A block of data

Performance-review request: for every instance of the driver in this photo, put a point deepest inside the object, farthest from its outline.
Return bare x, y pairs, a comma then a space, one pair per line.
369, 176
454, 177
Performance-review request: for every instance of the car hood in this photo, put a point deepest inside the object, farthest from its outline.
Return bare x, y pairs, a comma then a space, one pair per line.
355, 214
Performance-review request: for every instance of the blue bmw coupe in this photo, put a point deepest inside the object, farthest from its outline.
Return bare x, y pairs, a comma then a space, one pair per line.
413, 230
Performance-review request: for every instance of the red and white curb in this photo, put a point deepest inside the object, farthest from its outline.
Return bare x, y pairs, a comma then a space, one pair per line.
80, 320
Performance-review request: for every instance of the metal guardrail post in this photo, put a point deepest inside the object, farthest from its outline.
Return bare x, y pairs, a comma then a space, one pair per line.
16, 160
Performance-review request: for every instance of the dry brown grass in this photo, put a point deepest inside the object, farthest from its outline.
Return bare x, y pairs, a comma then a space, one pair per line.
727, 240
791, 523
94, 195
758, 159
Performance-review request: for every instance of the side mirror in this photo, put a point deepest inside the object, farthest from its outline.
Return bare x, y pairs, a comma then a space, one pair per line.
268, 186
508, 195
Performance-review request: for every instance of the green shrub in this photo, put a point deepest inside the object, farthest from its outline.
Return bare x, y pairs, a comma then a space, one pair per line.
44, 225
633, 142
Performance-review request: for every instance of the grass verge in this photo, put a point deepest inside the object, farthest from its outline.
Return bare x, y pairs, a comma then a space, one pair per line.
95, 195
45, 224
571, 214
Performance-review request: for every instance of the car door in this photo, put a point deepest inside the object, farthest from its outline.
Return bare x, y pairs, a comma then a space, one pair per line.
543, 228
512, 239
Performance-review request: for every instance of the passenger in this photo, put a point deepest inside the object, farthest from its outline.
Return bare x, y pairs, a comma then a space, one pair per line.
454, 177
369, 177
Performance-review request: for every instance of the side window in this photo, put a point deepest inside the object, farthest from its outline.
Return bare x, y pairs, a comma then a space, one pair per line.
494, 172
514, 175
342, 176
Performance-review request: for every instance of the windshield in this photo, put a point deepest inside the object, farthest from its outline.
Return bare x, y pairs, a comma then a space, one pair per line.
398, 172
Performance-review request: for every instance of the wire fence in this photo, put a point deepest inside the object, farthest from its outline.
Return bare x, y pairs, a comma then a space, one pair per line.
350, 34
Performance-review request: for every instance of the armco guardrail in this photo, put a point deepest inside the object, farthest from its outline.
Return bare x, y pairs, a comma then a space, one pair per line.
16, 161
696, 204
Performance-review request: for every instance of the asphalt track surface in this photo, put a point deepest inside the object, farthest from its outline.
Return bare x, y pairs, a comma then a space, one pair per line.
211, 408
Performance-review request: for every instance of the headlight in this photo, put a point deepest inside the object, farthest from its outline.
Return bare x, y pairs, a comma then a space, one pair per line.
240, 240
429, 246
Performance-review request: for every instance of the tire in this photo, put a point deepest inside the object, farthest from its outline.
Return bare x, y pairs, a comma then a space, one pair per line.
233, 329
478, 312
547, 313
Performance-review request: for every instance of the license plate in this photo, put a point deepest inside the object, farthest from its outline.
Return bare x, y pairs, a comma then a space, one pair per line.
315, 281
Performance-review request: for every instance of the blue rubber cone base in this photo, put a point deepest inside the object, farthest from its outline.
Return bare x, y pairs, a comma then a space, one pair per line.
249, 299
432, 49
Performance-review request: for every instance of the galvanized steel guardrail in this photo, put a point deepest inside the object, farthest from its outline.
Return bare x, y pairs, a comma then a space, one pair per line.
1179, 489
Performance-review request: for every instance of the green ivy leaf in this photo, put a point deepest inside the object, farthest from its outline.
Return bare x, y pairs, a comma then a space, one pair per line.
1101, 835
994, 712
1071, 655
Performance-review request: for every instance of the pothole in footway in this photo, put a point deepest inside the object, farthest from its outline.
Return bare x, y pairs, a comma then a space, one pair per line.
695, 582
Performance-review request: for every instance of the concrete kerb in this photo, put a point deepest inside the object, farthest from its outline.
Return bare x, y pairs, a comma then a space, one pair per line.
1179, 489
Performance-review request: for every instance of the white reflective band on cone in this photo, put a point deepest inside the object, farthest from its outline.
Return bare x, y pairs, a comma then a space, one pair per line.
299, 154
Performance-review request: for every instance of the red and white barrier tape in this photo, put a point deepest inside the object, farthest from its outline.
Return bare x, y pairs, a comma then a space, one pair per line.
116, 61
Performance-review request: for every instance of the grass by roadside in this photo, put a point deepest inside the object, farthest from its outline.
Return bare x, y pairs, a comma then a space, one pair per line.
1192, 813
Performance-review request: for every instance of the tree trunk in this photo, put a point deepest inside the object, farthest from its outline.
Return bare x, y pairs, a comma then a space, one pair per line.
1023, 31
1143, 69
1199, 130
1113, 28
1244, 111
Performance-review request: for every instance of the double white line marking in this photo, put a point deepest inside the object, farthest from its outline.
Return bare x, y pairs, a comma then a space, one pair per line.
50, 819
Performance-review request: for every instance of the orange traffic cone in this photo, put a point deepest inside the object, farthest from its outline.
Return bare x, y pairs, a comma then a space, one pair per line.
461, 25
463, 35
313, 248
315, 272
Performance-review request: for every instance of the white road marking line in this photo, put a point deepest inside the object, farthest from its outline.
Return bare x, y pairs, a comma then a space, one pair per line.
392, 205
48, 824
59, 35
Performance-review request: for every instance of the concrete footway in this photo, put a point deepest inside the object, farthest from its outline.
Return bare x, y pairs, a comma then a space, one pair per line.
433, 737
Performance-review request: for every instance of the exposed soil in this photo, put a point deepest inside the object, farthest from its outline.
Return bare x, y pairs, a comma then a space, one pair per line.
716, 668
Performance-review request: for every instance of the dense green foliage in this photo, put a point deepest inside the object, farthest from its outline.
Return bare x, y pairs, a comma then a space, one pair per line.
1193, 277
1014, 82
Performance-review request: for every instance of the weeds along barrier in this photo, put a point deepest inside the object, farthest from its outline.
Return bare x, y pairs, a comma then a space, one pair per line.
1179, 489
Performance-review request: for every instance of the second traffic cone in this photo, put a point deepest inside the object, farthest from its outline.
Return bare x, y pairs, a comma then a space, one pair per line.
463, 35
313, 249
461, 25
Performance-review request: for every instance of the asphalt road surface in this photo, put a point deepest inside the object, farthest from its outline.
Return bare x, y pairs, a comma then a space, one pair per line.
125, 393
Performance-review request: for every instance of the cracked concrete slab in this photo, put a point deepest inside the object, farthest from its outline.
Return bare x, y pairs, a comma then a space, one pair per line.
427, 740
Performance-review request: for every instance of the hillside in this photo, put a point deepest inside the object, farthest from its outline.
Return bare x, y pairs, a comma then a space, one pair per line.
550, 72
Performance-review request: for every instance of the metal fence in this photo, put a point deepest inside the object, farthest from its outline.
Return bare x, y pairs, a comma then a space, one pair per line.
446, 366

- Aim:
Set down nothing but the lines from the one with "the concrete footway" through the end of the records, keeping each line exactly as written and including both ends.

- Answer to this problem:
Performance-review request: for every instance of the concrete footway in this photo, put a point deepest inside the object, farthest from its outline.
Return bare x, y pairs, a comma then a space, one pair per line.
433, 737
Performance-review request: for every instance of the exposed soil in this photo, put a point deepest inside the object, farthest from its outline.
Return bare x, y pairs, a comma then a space, one pair per line.
716, 668
Performance-review request: for every instance of the dense green foliage in this photo, put a point deepest inside the object, farthest from its outline.
Return bare x, y pairs, a comma then a space, one pair per line.
1193, 277
1014, 82
Performance-review request: for every instance of the weeds along barrier in this photo, put a point deepest inside the object, farthest from its outline.
Return bare x, y pairs, a comma then a space, one pair per line.
1179, 489
Performance-review request: for every instance of the second traffic cone in this photo, put a point deepest inside the object, farthest from its outline.
Return bare x, y pairs, a comma then a space, one pair per line.
463, 35
313, 249
461, 25
Performance-review request: for every instance of the asphalt road surface in this photo, put a point deepest inside the object, farthest from its outline.
Return bare x, y pairs, a comma then a space, one pair per line.
125, 393
Performance-review request: for every instance of the cracked concrete slab in this photo, put a point deepest inside the object, farthest from its outline.
Return bare x, y pairs, a comma then a space, one pair per line.
427, 740
Performance-review request: for every instance of the hillside in this photo, put a point deepest inside the object, farthest from its outline.
Return bare x, y pairs, a comma then a space, one pair per line.
550, 72
Performance-review request: for every instance of the metal fence in this photo, put a point deepest inside the object, farthest from its outline.
Return bare x, y pairs, a comma then a space, one pair per line.
446, 366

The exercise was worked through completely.